== Extract provided ==
** start **
Is anyone able to think of an appropriate caption for the picture, please?
Hearing Test?
"bend over, this won't take a minute."
Don't be nervous, I know what I'm doing.
'Stay still Hermann. The rabbit is only 300 Meters away'!...........
"Hey, I just remembered that it's actually your turn...."
The Soviets knew the German plans to attack the Kursk salient and were waiting for them. British cryptographers at Bletchley Park had broken the Lorenz cipher. The fifth member of Cambridge Five Soviet spy ring, John Cairncross, had sent the Soviets decrypted German messages.
Interesting 7,92mm links that could be used in the MG 34 and MG 42 but designed for aircraft m/g'https://www.milsurps.com/images/impo.../20zs1ee-1.jpg
The disintegrating links were a breakthrough designed for aircraft, trying to determine who and exactly when is difficult. It was either at the end of WW1 or just after. It added a modicum of weight but got rid of the bulk of belts. In WW1 the aircraft with Vickers and Maxim had to have large drums to accumulate their expended belt...that's why Lewis guns had some favor. The ground gun pictured is still using of course, the 50 rd joinable non disintegrating belts.
Are fixed wing aircraft and helicopters, nowadays, generally not dropping spent cases,disintegrating links but have means to capture them after being fired? Obviously, with jets there is always a danger of such items getting into engine intakes.
Depends on the installation, however the ones I have seen the spent brass and link falls to the earth below:
https://www.milsurps.com/images/impo...N_Huey_i-1.jpg
The A-10’s GAU 8 Gatling Gun retains the spent casings.
One of benefits of keeping the casings is it helps reduce the shift of the center of gravity when the gun is fired.
Brit Service Hellicoptors, use a buffered mount for a variant of the GPMG. It has a canvas bag underneath. Which captures the Link & spent cases together.
I had got the idea that the U.K. did captured the spent cases/links but wasn't entirely sure of the reasons for it. I did wonder if there was some obscure security concern behind it such as the items being of some use to an enemy?
** end **
== What to work on ==
- a) From the records, copy out the lines verbatim, beginning with the line that contains "side mirror in" and ending with the line that contains "[446,171,456,190]".
- b) Extend the forum thread about machine-gun links and spent cases past its final post.

== Source data ==
** start **
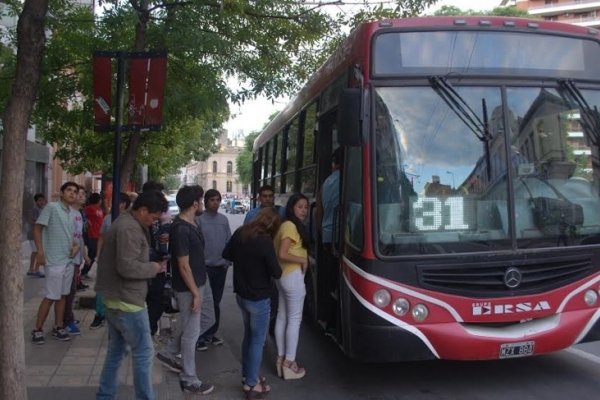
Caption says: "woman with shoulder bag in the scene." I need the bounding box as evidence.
[275,193,309,380]
[223,207,281,399]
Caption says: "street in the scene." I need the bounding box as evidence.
[25,214,600,400]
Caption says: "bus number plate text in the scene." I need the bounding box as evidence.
[500,341,535,358]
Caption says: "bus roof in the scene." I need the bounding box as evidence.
[253,16,599,151]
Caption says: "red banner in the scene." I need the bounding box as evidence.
[92,55,112,128]
[128,55,167,129]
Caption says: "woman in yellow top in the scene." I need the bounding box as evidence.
[275,193,308,379]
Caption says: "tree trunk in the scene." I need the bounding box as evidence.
[0,0,48,400]
[120,0,150,192]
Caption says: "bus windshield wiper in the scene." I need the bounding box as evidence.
[558,79,600,146]
[429,76,490,142]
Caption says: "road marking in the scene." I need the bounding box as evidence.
[566,347,600,364]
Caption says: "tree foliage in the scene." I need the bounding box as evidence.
[0,0,446,188]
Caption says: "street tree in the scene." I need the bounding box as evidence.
[23,0,442,191]
[0,0,48,400]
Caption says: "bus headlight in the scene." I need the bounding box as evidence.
[373,289,392,308]
[412,304,429,322]
[583,290,598,306]
[392,299,410,317]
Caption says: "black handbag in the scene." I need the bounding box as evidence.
[160,262,179,314]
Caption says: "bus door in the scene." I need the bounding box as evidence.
[310,110,339,326]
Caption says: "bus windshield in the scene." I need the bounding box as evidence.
[373,81,600,256]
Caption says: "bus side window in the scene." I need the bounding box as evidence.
[343,147,364,249]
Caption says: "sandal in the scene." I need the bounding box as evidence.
[242,382,271,400]
[242,376,271,393]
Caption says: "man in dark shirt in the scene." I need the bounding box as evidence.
[157,185,214,394]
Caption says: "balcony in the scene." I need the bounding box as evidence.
[558,16,600,28]
[527,0,600,16]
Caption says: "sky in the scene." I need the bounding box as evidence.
[224,0,501,138]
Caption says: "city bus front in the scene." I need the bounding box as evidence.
[342,19,600,361]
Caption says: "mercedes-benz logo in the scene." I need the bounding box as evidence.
[504,267,523,289]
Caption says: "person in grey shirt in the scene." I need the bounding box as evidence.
[196,189,231,351]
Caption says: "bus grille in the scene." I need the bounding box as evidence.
[417,255,599,297]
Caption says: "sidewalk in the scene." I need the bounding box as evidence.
[22,242,184,400]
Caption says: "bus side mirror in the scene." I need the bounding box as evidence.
[338,88,362,146]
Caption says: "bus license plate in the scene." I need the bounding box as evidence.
[500,341,535,358]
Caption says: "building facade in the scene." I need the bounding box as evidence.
[183,131,249,198]
[500,0,600,28]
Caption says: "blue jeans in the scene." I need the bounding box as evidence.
[236,295,271,386]
[202,266,228,339]
[96,308,155,400]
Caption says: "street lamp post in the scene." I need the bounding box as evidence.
[446,171,456,190]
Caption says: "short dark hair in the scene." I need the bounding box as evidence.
[88,193,102,204]
[258,185,275,194]
[142,181,165,192]
[131,190,169,213]
[204,189,223,205]
[175,185,204,211]
[119,192,131,209]
[60,181,79,192]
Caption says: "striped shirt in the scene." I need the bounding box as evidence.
[35,201,75,265]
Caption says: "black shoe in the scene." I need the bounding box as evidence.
[90,314,104,329]
[210,336,225,346]
[31,329,44,344]
[52,327,71,342]
[179,381,215,394]
[156,353,183,372]
[196,339,208,351]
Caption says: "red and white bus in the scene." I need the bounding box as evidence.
[253,17,600,362]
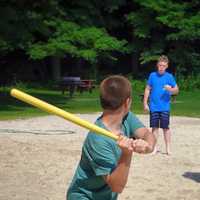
** end **
== The responses ==
- a)
Caption says: "bus side mirror in the scene." I need the bounding box as evidence.
[338,88,362,146]
Caption says: "bus license plate in the scene." I need the bounding box as evidence.
[500,341,535,358]
Caption says: "building facade in the scene." I need the bounding box as evidence.
[183,131,249,198]
[500,0,600,28]
Caption says: "blue jeans in the scene." I need the bounding box as evidence.
[236,295,271,386]
[202,266,228,339]
[96,308,155,400]
Caption says: "street lamp post in the scene." I need the bounding box as evidence.
[446,171,456,190]

- b)
We have to use a brass catcher or deflector when helicopter hog hunting with machine guns.
Here’s a video where you can see the brass deflector.
Helicopter Hog Hunting with Machine Guns - YouTube
Wild hogs are pests here. Their population has exploded and they do a tremendous amount of damage to crops. There’s no hunting season for them. You can hunt them year round.
The helicopter hunting is expensive. But how often do you get a chance to shoot wild hogs from a helicopter with a machine gun with Richard Wagner’s The Ride of the Valkyries playing in your headset?
I did the UK trials as the tech offr on the minigun (thread 12) Our brass (and link) went down a blue shute and fell into a huge tub. You could really direct it anywhere but Dillon had a few different ejector shutes to try. The best bit of the month long trial was firing the gun one day, non stop, until something broke. A barrel disintegrated. Really, it was all good!
It's a good concept, 6 barrels running at max rate (6000) puts the individual firing rate down to 1000 Rpm/barrel, combined with air cooling from spinning does help things, running on low rate each barrel is thumping about 333 rpm.
So on the test to breakage, to the nearest 1000 (5000) or so where would you say the failure occurred?
I think it was up into the 40,000 round area. We had emptied one ammo bin and had to stop to reload the bin again with belts. Caught it on the video but it wasn't running on high speed/slow motion. Dillon was a great bloke and ready to listen to any sensible comments or suggestions. Including one to cross drill the rotor to vent off gas in the event of a miss feed causing a breech explosion (once for us). I seem to remember that a replacement set of barrels was very cheap and everything was so simple. Including stripping, cleaning and assembly. A great trial and some great people. I used to sit and wonder........ what are we still faffing around with GPMG's for!
Yes Jim, they are same 'working' section top halves. As used on Series Three Land rovers. The Principle is similar to the SF Tripod buffering action. It s just the yoke mounting section that is different, with the addition of the canvas bag underneath. used on Helicopters. I have had a few of them over the years.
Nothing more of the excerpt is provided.